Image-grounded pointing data
____

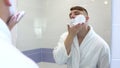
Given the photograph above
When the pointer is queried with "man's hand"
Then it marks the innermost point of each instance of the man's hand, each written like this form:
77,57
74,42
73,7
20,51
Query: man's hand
15,19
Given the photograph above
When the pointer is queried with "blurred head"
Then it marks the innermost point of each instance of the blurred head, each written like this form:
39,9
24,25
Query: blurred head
77,10
7,9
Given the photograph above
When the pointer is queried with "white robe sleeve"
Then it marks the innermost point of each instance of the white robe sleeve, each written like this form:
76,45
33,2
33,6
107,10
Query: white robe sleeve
104,59
60,53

____

* [Action item] Every line in the data above that includes the word "When" should be copied.

* [Response area]
When the pointer is queried with "man's hand"
When the pointer is queried with "blurred head"
When the pointer is queried with "white robe sleeve"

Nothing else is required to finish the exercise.